Given problem: Put everything from the line containing "Our team would" down to the line containing "155 26 414 207" into a JSON list of strings, one string per line, with blank lines and pictures left out.

Data rows:
************

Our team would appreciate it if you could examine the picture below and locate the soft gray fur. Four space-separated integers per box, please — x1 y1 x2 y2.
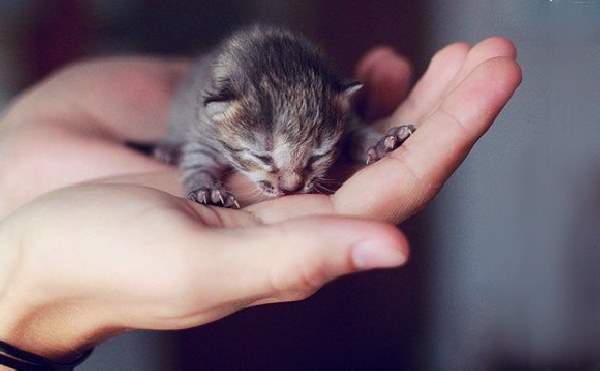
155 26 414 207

************

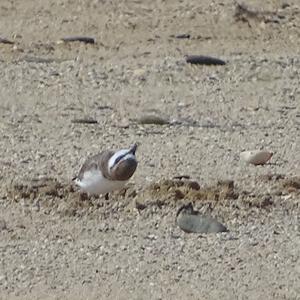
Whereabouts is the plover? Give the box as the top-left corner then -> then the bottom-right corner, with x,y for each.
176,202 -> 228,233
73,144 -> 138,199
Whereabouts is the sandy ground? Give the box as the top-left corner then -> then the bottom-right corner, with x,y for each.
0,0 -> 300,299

************

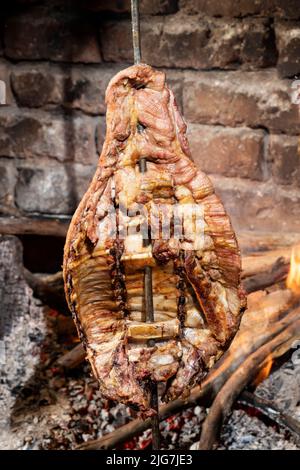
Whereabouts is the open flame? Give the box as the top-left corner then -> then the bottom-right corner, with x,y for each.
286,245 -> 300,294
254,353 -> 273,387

************

Expected answer:
[
  "Our team would appreciate it if you could examine the picture below and locate the soft gray fur. Four space-separated integers per box, please — x1 y1 x2 y2.",
  "155 26 414 207"
]